*PASAJE SELECCIONADO:*
++++++
En el verano de 1986, convocado por la revista Salmagundi, discutió con George Steiner, Conor Cruise O’Brien y Robert Boyers sobre la responsabilidad de los intelectuales. 

Creo que sus palabras, reproducidas aquí, sirven para esclarecer por qué algunos intelectuales siguen aferrados al dogma de López Obrador, aunque en su actuación transgreda sin recato los principios en los que creen, en particular el valor de la ciencia y la cultura y el respeto a la libertad de prensa y al Estado laico. En otra presidencia, las actitudes de López Obrador les hubieran alarmado hasta el paroxismo o la repugnancia. No me refiero a los que están pagados por el gobierno o por el partido, o los que han conseguido una efímera notoriedad por ser sus paladines. (No podemos saber si a todos estos los pondrá en su sitio la historia, becerro de oro que adoran en vano; Clío, su musa, es impredecible y hasta caprichosa, como ya nos advirtió Kolakowski.) Me refiero a los que, de buena fe, luchando con su consciencia y sus prejuicios, siguen en el barco del obradorismo, esa extraña hidra de una sola cabeza.

Imagino que a Kolakowski no le hubiese disgustado que se le cite, largamente, un viernes santo para desnudar a una secta:

Los intelectuales están sujetos con frecuencia a un fenómeno psicológico especial que refleja el hecho de que están divididos entre deseos o actitudes incompatibles. Por un lado, se sienten muy orgullosos de su superioridad y de su independencia. Por otro, es precisamente este sentimiento de independencia del que están orgullosos el que les produce una especie de incertidumbre sobre su pertenencia. Hay en todo ser humano, obviamente, una necesidad de pertenecer a algún lugar. Y esta es una de las razones por la que es relativamente sencillo para los intelectuales identificarse de un modo cerebral con la causa de la gente al tiempo que mantienen sus sentimientos de superioridad intactos. En otras palabras, quiere pertenecer a una élite con necesidades fuera de lo ordinario, pero al mismo tiempo sufren por esa sensación de distancia y aislamiento. La mejor manera de escapar de este dilema es precisamente la identificación cerebral con la causa de los desvalidos. El marxismo es la mejor manera de expresar este conflicto, de reconciliar, aunque sea parcialmente, estos sentimientos contradictorios.
++++++
*INFORMACIÓN DE ORIGEN:*
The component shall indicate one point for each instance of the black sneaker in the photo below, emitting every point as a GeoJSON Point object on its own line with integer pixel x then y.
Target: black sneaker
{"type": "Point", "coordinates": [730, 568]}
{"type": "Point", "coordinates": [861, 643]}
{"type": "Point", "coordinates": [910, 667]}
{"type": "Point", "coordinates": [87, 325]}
++++++
*PREGUNTAS DE ESTUDIO:*
1) Indica si cada afirmación coincide con el pasaje y responde sí o no, citando las palabras que lo deciden: (a) El debate de 1986 fue convocado por la revista Salmagundi. (b) El autor dice que se refiere a los intelectuales pagados por el gobierno. (c) Según la cita, los intelectuales se sienten orgullosos de su independencia.
2) Modifica el pasaje desde "En el verano" hasta "de los intelectuales.", incluidas ambas, poniendo "invierno" en lugar de "verano".
Responde basándote únicamente en el pasaje.

*RESPUESTAS POR TAREA:*
1) (a) Sí: "convocado por la revista Salmagundi". (b) No: "No me refiero a los que están pagados por el gobierno o por el partido". (c) Sí: "se sienten muy orgullosos de su superioridad y de su independencia".

2)
En el invierno de 1986, convocado por la revista Salmagundi, discutió con George Steiner, Conor Cruise O’Brien y Robert Boyers sobre la responsabilidad de los intelectuales.